Exercise objective >> Please write out, word for word, the part of the article on COVID-19 school costs starting at "COVID-19 adds more" and ending at "Early Childhood Development.".

Text section >>
====

COVID-19 adds more than $18 million to projected education budget
Education officials give their final briefing before school starts
So far, COVID-19 has added an additional $18.4 million in infrastructure and cleaning costs to the budget for the coming school year in New Brunswick, according to figures released by the Department of Education and Early Childhood Development.
That figure includes "an increase in custodians to meet new cleaning protocols, increased sanitization and custodial supplies and personal protective equipment for schools," said the statement from the department.
While some of those supplies haven't yet made it to individual schools, it is expected to be there by the time school starts.
Deputy education Minister George Daley said teachers and staff have been working since March for the eventual return of students, and next week "is the final step" in that process.
He said teachers are "up to the task."
And to make sure parents and students are ready for a return to school unlike any other, the department has created an infographic checklist, Daley said Thursday during the last live-streamed update to parents before school starts next week.

====

[Stored items from a collection]
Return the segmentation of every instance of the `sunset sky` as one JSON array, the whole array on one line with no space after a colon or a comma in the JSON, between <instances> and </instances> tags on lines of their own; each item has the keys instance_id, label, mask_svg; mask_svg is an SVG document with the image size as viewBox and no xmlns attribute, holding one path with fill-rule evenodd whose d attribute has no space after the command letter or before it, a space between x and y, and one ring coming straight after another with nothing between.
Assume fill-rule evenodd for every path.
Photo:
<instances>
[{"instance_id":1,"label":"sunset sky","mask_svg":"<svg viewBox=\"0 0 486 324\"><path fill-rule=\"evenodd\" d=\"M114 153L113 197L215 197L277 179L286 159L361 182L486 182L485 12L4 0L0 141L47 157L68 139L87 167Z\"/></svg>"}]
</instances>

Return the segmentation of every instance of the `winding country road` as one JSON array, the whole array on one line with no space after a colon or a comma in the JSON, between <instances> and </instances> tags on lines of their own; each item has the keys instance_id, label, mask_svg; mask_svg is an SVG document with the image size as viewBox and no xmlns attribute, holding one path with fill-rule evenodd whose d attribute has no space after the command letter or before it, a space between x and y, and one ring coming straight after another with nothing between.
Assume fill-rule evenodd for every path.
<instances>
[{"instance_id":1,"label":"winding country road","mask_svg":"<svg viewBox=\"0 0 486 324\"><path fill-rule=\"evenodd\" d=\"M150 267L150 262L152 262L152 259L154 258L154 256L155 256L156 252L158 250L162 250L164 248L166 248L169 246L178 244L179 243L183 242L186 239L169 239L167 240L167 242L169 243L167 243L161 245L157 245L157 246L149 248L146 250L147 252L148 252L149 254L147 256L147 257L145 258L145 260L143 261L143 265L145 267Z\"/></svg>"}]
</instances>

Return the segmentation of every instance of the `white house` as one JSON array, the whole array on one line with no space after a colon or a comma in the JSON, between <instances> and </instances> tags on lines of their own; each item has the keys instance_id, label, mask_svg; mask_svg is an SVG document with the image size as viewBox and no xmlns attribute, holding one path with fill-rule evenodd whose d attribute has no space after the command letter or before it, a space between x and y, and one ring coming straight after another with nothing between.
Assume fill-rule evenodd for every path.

====

Answer to the exercise >>
COVID-19 adds more than $18 million to projected education budget
Education officials give their final briefing before school starts
So far, COVID-19 has added an additional $18.4 million in infrastructure and cleaning costs to the budget for the coming school year in New Brunswick, according to figures released by the Department of Education and Early Childhood Development.